* **WHAT YOU HAVE TO DO**
Collect each row below that contains the string "duck" and copy it out in full. Case counts when matching.

[Rows from a pointing dataset]
○ ○ ○ ○

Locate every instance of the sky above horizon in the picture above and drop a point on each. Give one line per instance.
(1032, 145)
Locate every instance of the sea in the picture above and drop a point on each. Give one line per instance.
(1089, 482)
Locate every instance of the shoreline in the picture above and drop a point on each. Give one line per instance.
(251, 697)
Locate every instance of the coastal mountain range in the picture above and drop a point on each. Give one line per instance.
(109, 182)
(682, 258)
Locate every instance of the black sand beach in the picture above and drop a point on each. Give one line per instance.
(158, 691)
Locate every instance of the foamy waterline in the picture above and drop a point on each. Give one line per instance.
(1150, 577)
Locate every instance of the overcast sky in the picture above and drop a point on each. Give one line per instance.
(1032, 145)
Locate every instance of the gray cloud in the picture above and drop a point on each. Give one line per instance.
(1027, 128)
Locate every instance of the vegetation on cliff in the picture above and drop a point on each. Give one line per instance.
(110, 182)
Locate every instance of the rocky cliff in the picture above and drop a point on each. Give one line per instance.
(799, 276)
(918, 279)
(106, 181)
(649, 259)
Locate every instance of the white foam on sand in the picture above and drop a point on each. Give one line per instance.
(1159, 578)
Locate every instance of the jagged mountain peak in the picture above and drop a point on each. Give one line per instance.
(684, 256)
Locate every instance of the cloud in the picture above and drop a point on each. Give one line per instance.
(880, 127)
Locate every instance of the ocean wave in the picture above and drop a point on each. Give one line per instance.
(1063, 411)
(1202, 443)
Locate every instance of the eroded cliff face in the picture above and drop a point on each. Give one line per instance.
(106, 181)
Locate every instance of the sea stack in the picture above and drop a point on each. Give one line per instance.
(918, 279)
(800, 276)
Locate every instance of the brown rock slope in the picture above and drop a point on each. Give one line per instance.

○ ○ ○ ○

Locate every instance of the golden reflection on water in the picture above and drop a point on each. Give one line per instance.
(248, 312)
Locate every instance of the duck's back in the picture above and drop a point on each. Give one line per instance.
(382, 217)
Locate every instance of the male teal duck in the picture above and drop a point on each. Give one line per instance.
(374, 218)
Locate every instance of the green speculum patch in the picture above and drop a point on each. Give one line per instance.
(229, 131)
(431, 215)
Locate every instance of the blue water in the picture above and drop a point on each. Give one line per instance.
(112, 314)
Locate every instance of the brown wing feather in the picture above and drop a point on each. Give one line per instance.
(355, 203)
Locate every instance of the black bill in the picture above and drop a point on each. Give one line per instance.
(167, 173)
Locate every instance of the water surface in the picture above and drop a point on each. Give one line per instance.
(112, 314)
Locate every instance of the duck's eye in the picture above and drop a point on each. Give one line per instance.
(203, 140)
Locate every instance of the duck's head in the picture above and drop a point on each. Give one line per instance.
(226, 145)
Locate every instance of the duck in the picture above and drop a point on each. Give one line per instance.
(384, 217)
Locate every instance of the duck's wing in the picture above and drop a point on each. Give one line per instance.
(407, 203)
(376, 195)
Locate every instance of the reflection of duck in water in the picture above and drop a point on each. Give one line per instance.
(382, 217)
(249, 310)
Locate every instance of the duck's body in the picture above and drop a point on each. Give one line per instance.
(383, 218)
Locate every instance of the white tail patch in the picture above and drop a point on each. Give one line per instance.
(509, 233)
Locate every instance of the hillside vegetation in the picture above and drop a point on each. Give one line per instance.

○ ○ ○ ○

* **RESPONSE TO THE EXERCISE**
Locate every instance of the duck's back in the picture above and drop a point on each. Give one line per instance.
Locate every instance of the male teal duck in the picture above and drop a point on each. Give one line per instance.
Locate every instance of the duck's eye in the picture above and drop a point on each. Give one line per instance.
Locate every instance of the duck's head in the picture above and drop a point on each. Give one line per instance.
Locate every instance of the duck in the picture above and drop a point on each. Give one line per instance.
Locate every instance of the duck's wing in the picture above and drop a point on each. Give one line per instance.
Locate every instance of the reflection of duck in water in the picture above and drop a point on each. Give one line per instance.
Locate every instance of the duck's body in the picture above and drop a point on each. Give one line per instance.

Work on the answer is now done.